External Affairs Minister S. Jaishankar, in his 2020 book The India Way: Strategies for an Uncertain World, outlined how India must “engage America, manage China, cultivate Europe, reassure Russia, bring Japan into play, draw neighbours in, extend the neighbourhood and expand traditional constituencies of support.”

Recent developments have now pushed India into a delicate phase of ‘managing’ ties with Washington. New Delhi can no longer assume that close alignment with the US automatically enhances regional standing or offers leverage against China.

The progress in India-China border disengagement talks and recent high-level meetings between Prime Minister Narendra Modi and President Xi reflect this changing dynamic. While China remains India’s main strategic rival and border tensions persist, it is also New Delhi’s second-largest trading partner. The G-2 effectively compels India to pursue pragmatic economic and diplomatic engagement with China, even as it strengthens defence preparedness along the Line of Actual Control.

Economic Disadvantage

Tariff dynamics following the Trump-Xi meeting have placed India at a disadvantage. US tariffs on Chinese goods were lowered from 57 per cent to 47 per cent, while Indian goods continue to face 50 per cent tariffs when entering the US — higher than those imposed on China, once America’s primary economic adversary.

India’s tariff burden includes a 25 per cent ‘reciprocal’ component and an additional 25 per cent punitive levy related to Russian crude oil imports. In contrast, China’s daily imports of three million barrels of Russian crude face no such sanctions.

○ ○ ○

Work to be completed
Quote the passage on India's foreign policy toward the US and China word for word, from "External Affairs Minister" to "leverage against China.". Rely only on the passage above for anything that follows it.

Material supplied

○ ○ ○

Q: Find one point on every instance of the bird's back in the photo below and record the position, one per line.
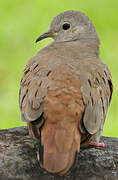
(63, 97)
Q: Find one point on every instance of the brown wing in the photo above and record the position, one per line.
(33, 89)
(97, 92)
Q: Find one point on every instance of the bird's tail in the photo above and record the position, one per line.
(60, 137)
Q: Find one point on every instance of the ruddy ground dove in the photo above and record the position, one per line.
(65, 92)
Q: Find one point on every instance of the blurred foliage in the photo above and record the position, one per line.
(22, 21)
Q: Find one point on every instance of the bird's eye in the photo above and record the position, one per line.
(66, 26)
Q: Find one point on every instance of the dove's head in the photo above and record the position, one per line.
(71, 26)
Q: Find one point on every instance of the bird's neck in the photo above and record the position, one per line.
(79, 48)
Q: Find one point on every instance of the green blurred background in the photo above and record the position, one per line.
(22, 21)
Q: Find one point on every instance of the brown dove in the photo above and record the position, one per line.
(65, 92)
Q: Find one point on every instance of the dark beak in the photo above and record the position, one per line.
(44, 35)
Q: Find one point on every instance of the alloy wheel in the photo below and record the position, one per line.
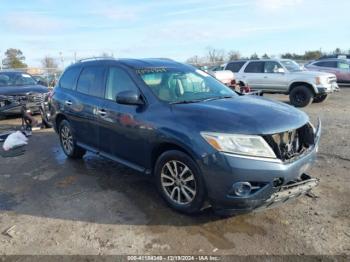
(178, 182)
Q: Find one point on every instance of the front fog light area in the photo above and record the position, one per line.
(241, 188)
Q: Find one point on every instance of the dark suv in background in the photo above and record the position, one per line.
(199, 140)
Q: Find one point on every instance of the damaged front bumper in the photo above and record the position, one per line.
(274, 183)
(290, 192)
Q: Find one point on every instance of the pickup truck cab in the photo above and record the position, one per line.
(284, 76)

○ ○ ○

Task answer
External Affairs Minister S. Jaishankar, in his 2020 book The India Way: Strategies for an Uncertain World, outlined how India must “engage America, manage China, cultivate Europe, reassure Russia, bring Japan into play, draw neighbours in, extend the neighbourhood and expand traditional constituencies of support.”

Recent developments have now pushed India into a delicate phase of ‘managing’ ties with Washington. New Delhi can no longer assume that close alignment with the US automatically enhances regional standing or offers leverage against China.